> [Job]: Please copy everything from the line containing "Existence query: locate any tree branch" down to the line containing "[386,317,431,364]" in the data below, swapping "supply" for "provide" and leaving all else unchanged.

> [Data records]:
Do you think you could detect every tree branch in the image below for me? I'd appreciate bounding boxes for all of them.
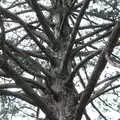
[76,22,120,120]
[0,56,57,120]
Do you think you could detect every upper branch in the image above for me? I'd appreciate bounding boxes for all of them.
[76,22,120,120]
[61,0,90,73]
[0,6,56,65]
[26,0,58,47]
[0,56,57,120]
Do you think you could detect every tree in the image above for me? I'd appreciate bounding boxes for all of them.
[0,0,120,120]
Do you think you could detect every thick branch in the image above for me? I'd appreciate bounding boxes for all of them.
[0,56,57,120]
[61,0,90,73]
[76,22,120,120]
[26,0,58,47]
[0,6,56,65]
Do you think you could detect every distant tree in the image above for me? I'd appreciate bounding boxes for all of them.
[0,0,120,120]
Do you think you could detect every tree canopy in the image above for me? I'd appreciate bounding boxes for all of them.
[0,0,120,120]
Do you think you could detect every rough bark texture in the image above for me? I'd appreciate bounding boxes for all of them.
[0,0,120,120]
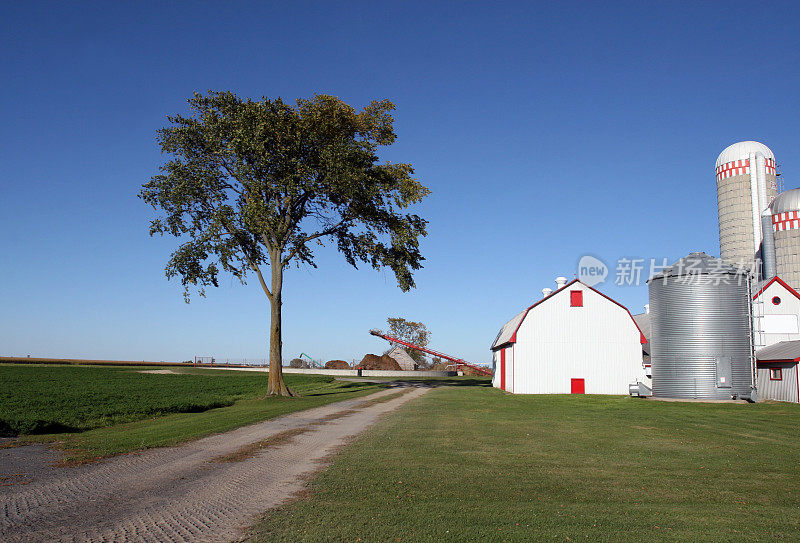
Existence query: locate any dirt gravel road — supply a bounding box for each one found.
[0,387,428,542]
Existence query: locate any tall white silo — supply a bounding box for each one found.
[772,189,800,290]
[716,141,778,276]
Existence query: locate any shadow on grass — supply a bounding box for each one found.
[339,377,492,388]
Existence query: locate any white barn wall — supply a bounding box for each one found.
[758,362,800,403]
[753,281,800,349]
[513,282,645,394]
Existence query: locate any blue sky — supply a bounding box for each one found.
[0,2,800,362]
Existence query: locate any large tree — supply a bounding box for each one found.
[139,92,430,396]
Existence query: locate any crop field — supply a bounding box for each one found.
[252,386,800,542]
[0,364,381,460]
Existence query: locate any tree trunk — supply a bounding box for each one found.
[267,253,295,396]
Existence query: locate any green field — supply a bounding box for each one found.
[0,364,382,461]
[253,387,800,542]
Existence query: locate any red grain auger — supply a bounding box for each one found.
[369,330,492,375]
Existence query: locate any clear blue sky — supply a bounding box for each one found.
[0,2,800,362]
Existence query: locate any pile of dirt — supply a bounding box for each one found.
[358,354,403,371]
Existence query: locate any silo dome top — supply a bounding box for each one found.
[647,253,747,283]
[716,141,775,168]
[772,189,800,215]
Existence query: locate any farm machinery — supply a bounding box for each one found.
[369,329,492,375]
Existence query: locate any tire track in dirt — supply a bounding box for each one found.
[0,388,428,542]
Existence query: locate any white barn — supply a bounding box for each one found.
[491,279,650,395]
[753,277,800,403]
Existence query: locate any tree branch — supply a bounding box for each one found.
[283,219,346,266]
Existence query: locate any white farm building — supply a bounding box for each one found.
[753,276,800,403]
[491,278,649,394]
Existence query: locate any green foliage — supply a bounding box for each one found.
[140,92,430,301]
[253,387,800,542]
[386,317,431,364]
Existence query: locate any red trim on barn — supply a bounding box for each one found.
[492,277,648,351]
[500,348,506,390]
[753,275,800,300]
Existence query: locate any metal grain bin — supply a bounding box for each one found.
[648,253,755,400]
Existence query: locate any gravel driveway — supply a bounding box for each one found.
[0,387,428,542]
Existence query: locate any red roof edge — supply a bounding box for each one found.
[504,277,648,350]
[753,275,800,300]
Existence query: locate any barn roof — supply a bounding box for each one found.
[490,279,647,351]
[756,340,800,362]
[753,275,800,300]
[633,313,650,354]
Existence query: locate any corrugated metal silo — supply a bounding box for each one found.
[772,189,800,290]
[648,253,754,400]
[716,141,778,274]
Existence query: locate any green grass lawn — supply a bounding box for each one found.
[0,364,382,461]
[254,387,800,542]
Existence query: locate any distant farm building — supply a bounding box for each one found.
[491,278,647,394]
[753,277,800,402]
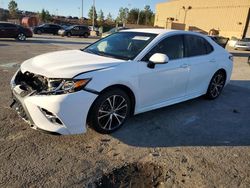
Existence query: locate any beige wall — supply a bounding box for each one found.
[155,0,250,37]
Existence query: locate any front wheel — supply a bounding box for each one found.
[17,33,26,41]
[206,71,226,99]
[89,89,131,134]
[83,33,89,38]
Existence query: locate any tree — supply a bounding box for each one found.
[39,9,51,22]
[0,9,10,21]
[144,5,154,25]
[8,0,18,18]
[88,6,97,22]
[98,9,104,24]
[106,13,113,22]
[116,7,129,26]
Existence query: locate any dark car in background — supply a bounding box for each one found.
[33,24,62,35]
[102,27,129,38]
[58,25,90,38]
[209,35,229,48]
[0,22,33,41]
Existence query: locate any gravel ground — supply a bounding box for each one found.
[0,36,250,187]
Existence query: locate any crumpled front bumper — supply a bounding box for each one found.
[12,85,97,135]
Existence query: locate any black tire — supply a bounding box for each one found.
[36,30,42,35]
[16,33,26,41]
[206,71,226,100]
[83,33,89,38]
[89,89,131,134]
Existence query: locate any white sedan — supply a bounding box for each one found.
[11,29,232,134]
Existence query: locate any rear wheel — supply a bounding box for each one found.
[206,71,226,99]
[89,89,131,134]
[17,33,26,41]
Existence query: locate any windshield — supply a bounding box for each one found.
[240,38,250,42]
[83,32,157,60]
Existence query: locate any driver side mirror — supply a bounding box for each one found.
[148,53,169,69]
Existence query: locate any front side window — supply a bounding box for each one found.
[142,35,184,61]
[184,35,213,57]
[83,32,157,60]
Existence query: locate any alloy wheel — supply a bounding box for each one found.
[98,95,128,131]
[210,73,225,98]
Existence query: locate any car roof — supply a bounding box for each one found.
[121,28,175,34]
[0,21,17,25]
[120,28,211,38]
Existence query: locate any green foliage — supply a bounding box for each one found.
[128,8,140,24]
[88,6,97,22]
[117,5,154,25]
[39,9,51,22]
[0,9,10,21]
[8,0,18,18]
[116,7,129,25]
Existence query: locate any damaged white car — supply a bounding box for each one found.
[11,29,232,135]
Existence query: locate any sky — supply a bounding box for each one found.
[0,0,166,18]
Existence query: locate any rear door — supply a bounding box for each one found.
[184,34,217,95]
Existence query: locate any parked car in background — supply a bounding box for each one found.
[209,36,229,48]
[234,38,250,50]
[228,37,239,48]
[0,22,33,41]
[33,24,62,35]
[58,25,90,38]
[102,27,129,38]
[11,29,233,134]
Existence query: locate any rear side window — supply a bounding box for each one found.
[142,35,184,61]
[184,35,213,57]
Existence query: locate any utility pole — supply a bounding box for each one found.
[182,6,192,24]
[82,0,83,19]
[137,9,141,25]
[92,0,95,27]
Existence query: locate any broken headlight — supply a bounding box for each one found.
[40,79,91,95]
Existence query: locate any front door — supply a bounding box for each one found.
[139,35,190,108]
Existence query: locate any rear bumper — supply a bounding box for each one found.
[12,85,97,135]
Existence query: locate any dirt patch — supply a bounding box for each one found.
[95,163,164,188]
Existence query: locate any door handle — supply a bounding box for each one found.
[180,64,189,69]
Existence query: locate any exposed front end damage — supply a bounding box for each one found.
[11,70,97,135]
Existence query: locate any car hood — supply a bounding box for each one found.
[21,50,124,78]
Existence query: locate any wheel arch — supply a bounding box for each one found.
[217,68,227,80]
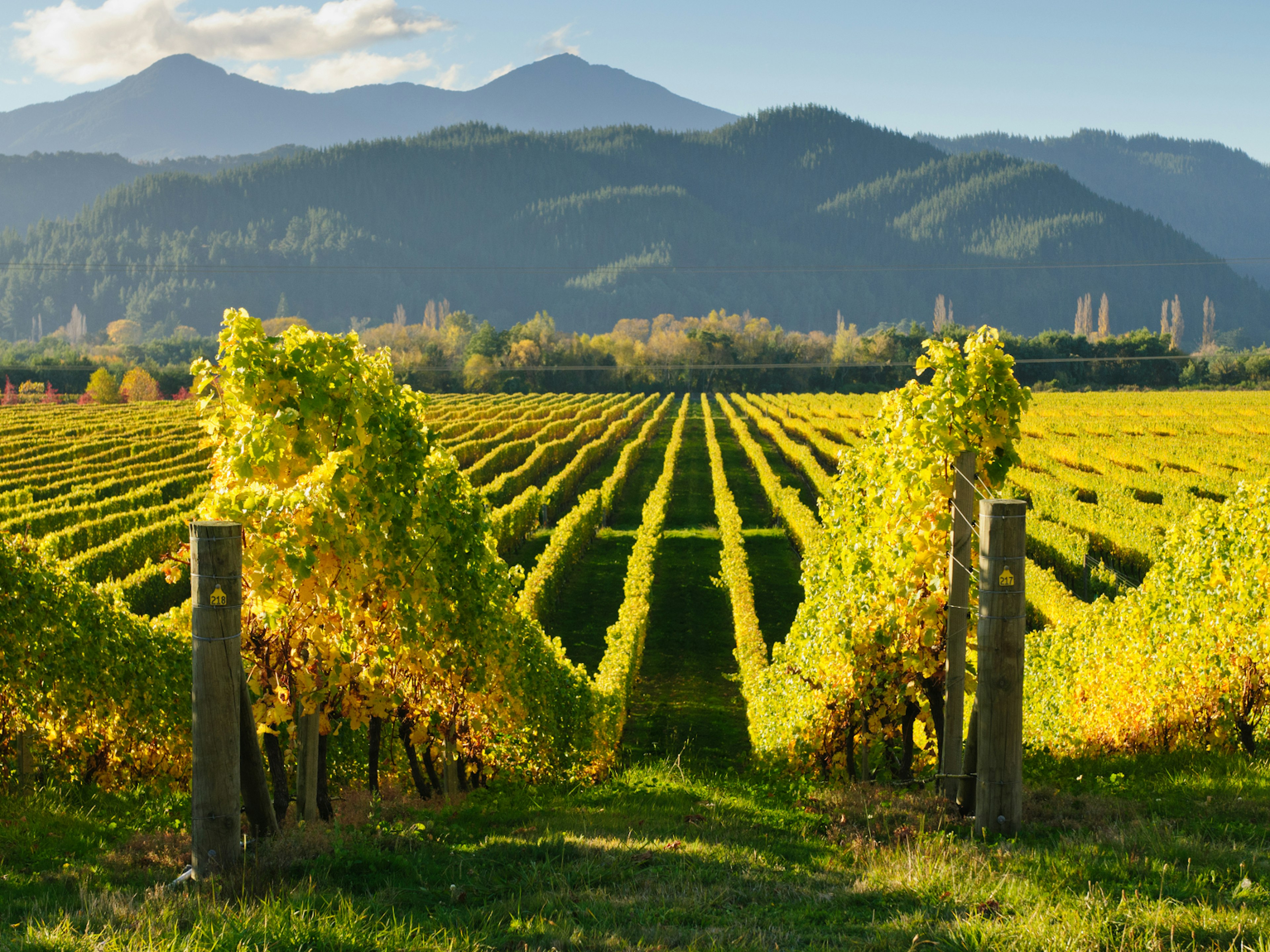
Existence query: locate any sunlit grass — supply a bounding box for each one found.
[7,755,1270,949]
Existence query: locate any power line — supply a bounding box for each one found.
[405,354,1191,373]
[0,257,1270,274]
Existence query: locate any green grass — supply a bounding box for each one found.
[745,426,821,514]
[665,393,715,529]
[622,533,749,764]
[745,533,803,654]
[542,529,635,674]
[608,406,678,529]
[7,398,1270,952]
[711,416,772,529]
[7,755,1270,952]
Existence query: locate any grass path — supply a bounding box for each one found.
[622,400,749,764]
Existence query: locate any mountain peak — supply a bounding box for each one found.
[0,53,737,160]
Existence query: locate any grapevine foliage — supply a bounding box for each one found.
[195,310,591,772]
[747,328,1031,772]
[1025,480,1270,754]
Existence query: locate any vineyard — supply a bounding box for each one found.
[0,315,1270,949]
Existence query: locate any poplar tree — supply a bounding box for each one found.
[1168,295,1186,350]
[1204,297,1217,350]
[929,295,949,334]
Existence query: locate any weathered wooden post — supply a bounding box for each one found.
[296,703,321,822]
[189,522,242,880]
[974,499,1028,835]
[944,449,975,800]
[18,727,36,789]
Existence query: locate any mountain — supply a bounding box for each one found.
[0,107,1270,340]
[0,146,300,231]
[917,130,1270,287]
[0,53,737,160]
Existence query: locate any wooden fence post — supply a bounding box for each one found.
[18,727,36,789]
[296,703,321,822]
[974,499,1028,835]
[942,449,975,801]
[189,522,242,880]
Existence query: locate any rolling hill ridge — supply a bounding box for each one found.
[0,53,737,160]
[0,107,1270,340]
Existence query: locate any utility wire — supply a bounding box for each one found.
[406,354,1191,373]
[0,257,1270,274]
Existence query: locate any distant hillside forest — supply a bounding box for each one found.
[0,301,1270,400]
[0,107,1270,345]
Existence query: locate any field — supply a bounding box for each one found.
[0,392,1270,948]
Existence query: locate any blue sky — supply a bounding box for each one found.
[7,0,1270,161]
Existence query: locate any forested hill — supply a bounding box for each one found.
[0,146,300,231]
[918,130,1270,287]
[0,107,1270,341]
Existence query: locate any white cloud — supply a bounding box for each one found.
[480,63,516,86]
[235,62,281,86]
[13,0,449,84]
[538,23,585,60]
[286,52,432,93]
[428,63,464,89]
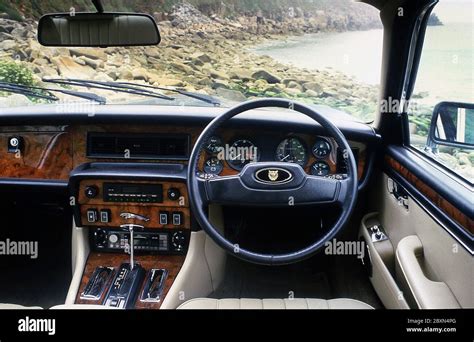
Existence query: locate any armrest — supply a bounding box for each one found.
[396,235,460,309]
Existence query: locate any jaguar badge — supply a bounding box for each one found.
[255,167,293,185]
[268,170,278,182]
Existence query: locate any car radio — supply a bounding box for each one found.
[103,183,163,203]
[90,228,189,254]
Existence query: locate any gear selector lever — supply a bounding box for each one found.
[120,223,145,270]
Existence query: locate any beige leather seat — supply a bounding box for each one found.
[178,298,373,310]
[0,303,43,310]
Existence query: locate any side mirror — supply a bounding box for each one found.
[38,13,161,47]
[427,102,474,149]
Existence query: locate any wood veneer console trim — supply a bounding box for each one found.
[76,252,185,309]
[385,156,474,234]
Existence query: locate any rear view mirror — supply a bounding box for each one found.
[428,102,474,149]
[38,13,161,47]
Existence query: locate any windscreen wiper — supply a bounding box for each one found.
[43,78,175,101]
[118,82,221,106]
[0,82,106,104]
[43,78,221,106]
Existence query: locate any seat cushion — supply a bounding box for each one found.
[178,298,373,310]
[0,304,43,310]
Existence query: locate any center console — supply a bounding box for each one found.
[69,163,192,309]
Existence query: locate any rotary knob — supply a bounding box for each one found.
[171,231,186,251]
[84,185,99,198]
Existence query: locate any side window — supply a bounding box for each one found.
[408,0,474,183]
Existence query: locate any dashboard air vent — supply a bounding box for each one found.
[87,133,190,160]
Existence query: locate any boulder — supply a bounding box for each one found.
[303,82,323,94]
[149,76,184,87]
[0,39,18,50]
[216,88,247,102]
[171,62,193,74]
[252,69,281,84]
[70,48,107,61]
[53,56,95,78]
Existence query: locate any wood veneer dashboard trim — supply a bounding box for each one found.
[0,124,367,181]
[75,252,186,310]
[385,156,474,236]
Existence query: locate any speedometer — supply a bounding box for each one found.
[276,138,308,166]
[226,139,260,171]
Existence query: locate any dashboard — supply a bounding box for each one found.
[0,124,367,182]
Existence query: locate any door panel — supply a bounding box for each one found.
[372,151,474,309]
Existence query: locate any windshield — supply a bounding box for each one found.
[0,0,382,122]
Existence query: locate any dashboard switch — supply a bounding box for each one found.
[168,188,181,201]
[87,209,97,223]
[84,185,99,198]
[173,211,183,226]
[100,209,111,223]
[160,211,168,226]
[8,136,24,153]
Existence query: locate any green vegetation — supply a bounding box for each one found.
[0,61,35,86]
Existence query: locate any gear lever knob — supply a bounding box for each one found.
[120,223,145,270]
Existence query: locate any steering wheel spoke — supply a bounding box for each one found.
[187,99,357,265]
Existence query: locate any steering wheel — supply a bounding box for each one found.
[187,98,358,265]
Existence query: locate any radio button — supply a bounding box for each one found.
[84,185,99,198]
[173,212,183,226]
[87,209,97,223]
[109,234,118,244]
[100,209,111,223]
[160,211,169,226]
[168,188,181,201]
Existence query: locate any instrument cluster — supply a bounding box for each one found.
[203,136,333,177]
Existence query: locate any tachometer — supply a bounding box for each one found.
[313,138,331,158]
[225,139,260,171]
[204,136,224,154]
[204,157,224,175]
[276,138,308,166]
[311,162,331,177]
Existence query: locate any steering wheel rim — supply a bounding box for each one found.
[187,98,358,265]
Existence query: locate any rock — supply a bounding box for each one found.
[209,69,229,80]
[132,68,148,81]
[190,52,212,63]
[145,48,161,58]
[252,69,281,84]
[70,48,107,61]
[79,56,104,69]
[211,80,229,89]
[303,82,323,94]
[150,76,184,87]
[0,30,13,42]
[94,72,115,82]
[285,88,301,96]
[10,27,28,38]
[287,81,303,92]
[105,70,118,81]
[53,56,95,79]
[118,69,133,81]
[304,89,320,97]
[0,39,18,50]
[217,88,247,102]
[229,69,253,82]
[171,62,193,74]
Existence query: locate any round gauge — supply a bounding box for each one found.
[311,162,330,177]
[226,139,259,171]
[204,136,224,154]
[204,157,224,175]
[313,138,331,158]
[276,138,307,166]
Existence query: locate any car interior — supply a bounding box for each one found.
[0,0,474,310]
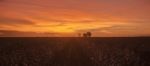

> [Right answer]:
Existence query: locate any tree branch — provide a bounding box for each one found.
[283,219,346,266]
Existence query: locate any white farm building — provide a bounding box for each one found.
[753,276,800,403]
[491,278,649,394]
Existence query: locate any green foliage — provide a bounding box for each one found.
[140,92,430,301]
[253,387,800,542]
[386,317,431,364]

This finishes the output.